### Forenauszug
9:13h: Hmm... Dennoch verhält sich das Ganze seltsam. Nach einer gewissen Zeit ist der Monitor schwarz. Ich dachte immer, dass er in einer Art Stand-by wäre. 
       Aber eine Eingabe der Maus oder Tastatur holt ihn nicht aus dem Stand-by zurück. Ausschaltknopf einmal drücken bringt auch nichts. Bei einem Neustart (per Knopfdruck) komme ich wieder in Win7 rein. 

Ich muss jetzt aber weg. Ich probiere danach eine erneute Installation auf SSD. Dann eine Installation auf SSD mit Minimalfunktionen.
Dann mach ich auch den vorhin vorgeschlagenen Ram-Test.

*Edit:*

9:19h: Wollte gerade weg. Habe jetzt festgestellt, dass das System mit Sata II und Radeon nun wieder am einfrieren ist. Vorher hats ja noch ca. 20 Minuten gehalten. Jetzt habe ich nen Neustart gemacht und bin in Win7 rein. 5 Minuten später friert er wieder ein (Radeon 6850).

@Softy: Ich probiere es demnächst. Solltest mir aber alles erklären wie das geht. Höre davon zum ersten mal.


----------



## Softy (24. August 2012)

Und poste bitte noch die o.g. Screenshots. Vielleicht ist es ja nur ein falsch erkannter / eingestellter RAM im BIOS


----------



## Research (24. August 2012)

Lass mal ein Live-Ubuntu starten. Die reagieren sehr empfindlich auf Hardware-Schäden.


----------



## simpel1970 (24. August 2012)

ada101n schrieb:


> Jetzt fang ich an zu schrauben.
> 
> *Ich habe folgendes gemacht:*
> 
> ...


 

Bist du dir sicher, dass da kein Abstandshalter zu viel eingebaut wurde? Insbes. auf der linken Gehäuseseite bei allen vier Abstandshalter auch eine Verschraubung mit dem Motherboard möglich?

### Zu erledigende Aufgaben
a) Gib den Forenauszug ab „Ich muss jetzt“ bis einschließlich „zum ersten mal.“ erneut wieder und tausche dabei „Ram-Test“ gegen „Speichertest“ aus.
b) Was soll laut dem Vorschlag von Research im Forenauszug gestartet werden, und mit welcher Begründung?
Für die Bearbeitung gilt ausschließlich der Forenauszug als Grundlage.

### Bereitgestellte Auflistung
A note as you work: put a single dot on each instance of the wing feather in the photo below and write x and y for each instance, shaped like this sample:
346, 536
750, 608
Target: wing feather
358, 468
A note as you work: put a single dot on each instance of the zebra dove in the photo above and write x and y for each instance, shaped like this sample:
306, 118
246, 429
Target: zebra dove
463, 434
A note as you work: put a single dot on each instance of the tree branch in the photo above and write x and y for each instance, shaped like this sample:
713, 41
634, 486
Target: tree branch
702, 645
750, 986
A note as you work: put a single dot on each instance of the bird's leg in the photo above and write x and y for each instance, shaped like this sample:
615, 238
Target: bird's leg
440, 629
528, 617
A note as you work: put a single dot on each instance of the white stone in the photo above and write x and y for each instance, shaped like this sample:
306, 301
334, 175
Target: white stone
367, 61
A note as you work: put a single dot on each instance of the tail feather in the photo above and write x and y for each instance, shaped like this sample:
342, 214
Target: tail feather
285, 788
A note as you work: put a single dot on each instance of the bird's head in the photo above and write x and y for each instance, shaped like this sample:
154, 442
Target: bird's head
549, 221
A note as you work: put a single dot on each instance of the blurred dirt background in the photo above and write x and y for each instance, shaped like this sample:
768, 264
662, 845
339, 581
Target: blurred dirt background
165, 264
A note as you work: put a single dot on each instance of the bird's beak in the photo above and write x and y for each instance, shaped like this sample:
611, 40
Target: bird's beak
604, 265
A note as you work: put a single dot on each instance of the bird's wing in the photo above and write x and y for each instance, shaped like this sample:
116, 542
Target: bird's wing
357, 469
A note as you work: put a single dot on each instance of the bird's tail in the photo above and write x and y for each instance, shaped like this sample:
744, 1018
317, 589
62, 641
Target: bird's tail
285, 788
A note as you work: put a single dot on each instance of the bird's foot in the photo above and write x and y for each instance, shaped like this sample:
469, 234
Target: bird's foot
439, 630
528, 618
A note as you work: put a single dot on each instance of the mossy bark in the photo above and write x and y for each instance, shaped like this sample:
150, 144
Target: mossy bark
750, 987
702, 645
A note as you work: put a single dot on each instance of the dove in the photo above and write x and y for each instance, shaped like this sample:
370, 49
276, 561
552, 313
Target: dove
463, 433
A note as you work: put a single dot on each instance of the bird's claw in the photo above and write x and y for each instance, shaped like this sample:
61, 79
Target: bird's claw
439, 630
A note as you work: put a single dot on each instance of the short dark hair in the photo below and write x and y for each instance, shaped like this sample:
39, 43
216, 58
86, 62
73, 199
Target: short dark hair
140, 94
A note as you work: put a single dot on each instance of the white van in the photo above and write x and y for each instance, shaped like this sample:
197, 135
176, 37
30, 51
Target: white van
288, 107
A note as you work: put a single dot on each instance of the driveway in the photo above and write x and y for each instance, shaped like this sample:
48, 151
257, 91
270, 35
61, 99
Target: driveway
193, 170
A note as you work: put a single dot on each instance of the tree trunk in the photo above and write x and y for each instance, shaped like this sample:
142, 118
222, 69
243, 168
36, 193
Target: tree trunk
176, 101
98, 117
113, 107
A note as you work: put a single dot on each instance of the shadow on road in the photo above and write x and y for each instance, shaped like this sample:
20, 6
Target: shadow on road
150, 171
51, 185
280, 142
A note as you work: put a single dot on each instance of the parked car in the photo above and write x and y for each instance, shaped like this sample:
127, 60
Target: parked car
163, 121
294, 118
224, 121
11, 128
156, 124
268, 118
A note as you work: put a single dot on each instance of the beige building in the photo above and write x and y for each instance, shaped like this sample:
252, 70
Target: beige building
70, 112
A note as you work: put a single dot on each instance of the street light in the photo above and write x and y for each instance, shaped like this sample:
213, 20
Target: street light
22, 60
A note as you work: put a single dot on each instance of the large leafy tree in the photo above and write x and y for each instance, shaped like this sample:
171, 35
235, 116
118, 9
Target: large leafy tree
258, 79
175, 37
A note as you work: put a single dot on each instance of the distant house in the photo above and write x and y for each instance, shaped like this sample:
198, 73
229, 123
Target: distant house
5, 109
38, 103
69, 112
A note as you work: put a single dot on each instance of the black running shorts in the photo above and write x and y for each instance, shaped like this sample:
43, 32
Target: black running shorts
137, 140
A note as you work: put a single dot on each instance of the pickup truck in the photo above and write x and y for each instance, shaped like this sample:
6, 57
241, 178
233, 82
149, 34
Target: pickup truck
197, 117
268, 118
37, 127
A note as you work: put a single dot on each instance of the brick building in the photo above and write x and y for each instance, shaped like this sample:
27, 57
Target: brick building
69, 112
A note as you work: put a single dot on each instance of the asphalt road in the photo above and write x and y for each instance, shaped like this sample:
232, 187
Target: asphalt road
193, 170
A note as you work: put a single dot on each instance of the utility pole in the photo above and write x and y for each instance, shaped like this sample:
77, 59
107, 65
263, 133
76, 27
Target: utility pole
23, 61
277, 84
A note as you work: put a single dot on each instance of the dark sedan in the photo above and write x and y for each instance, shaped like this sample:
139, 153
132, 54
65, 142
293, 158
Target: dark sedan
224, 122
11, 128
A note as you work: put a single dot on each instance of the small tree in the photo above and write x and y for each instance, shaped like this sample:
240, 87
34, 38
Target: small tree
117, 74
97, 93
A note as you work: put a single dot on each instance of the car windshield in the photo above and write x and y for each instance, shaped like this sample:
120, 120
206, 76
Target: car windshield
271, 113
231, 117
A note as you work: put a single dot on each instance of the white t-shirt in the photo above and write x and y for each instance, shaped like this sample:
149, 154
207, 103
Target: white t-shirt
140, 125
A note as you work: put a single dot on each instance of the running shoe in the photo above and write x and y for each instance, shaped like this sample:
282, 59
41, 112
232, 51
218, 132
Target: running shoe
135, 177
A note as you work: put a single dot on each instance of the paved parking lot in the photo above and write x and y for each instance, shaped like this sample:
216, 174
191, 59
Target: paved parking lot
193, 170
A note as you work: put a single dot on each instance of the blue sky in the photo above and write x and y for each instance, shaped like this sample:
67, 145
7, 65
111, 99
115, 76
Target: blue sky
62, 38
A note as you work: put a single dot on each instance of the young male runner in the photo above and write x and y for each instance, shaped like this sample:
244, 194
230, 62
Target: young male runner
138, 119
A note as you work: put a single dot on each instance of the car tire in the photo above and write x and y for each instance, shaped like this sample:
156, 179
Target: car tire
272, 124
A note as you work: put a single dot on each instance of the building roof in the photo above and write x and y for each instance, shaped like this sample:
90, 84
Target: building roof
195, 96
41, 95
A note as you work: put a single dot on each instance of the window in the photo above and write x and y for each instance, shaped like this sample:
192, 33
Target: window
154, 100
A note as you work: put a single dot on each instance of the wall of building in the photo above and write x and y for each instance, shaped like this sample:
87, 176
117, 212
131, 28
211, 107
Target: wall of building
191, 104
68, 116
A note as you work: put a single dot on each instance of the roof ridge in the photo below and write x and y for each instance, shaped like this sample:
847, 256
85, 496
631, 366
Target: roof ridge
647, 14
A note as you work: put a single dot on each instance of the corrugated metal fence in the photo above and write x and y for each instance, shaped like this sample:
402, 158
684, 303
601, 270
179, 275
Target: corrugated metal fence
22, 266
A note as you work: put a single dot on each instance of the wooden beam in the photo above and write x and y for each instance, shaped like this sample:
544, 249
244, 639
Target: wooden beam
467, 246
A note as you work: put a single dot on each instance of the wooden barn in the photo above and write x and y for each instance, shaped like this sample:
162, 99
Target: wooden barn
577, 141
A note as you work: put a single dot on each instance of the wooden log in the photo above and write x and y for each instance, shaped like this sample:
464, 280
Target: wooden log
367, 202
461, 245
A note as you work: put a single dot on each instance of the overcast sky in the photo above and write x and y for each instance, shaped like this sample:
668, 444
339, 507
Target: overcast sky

### Lösungen
a)
Ich muss jetzt aber weg. Ich probiere danach eine erneute Installation auf SSD. Dann eine Installation auf SSD mit Minimalfunktionen.
Dann mach ich auch den vorhin vorgeschlagenen Speichertest.

*Edit:*

9:19h: Wollte gerade weg. Habe jetzt festgestellt, dass das System mit Sata II und Radeon nun wieder am einfrieren ist. Vorher hats ja noch ca. 20 Minuten gehalten. Jetzt habe ich nen Neustart gemacht und bin in Win7 rein. 5 Minuten später friert er wieder ein (Radeon 6850).

@Softy: Ich probiere es demnächst. Solltest mir aber alles erklären wie das geht. Höre davon zum ersten mal.

b) Ein Live-Ubuntu, weil es sehr empfindlich auf Hardware-Schäden reagiert.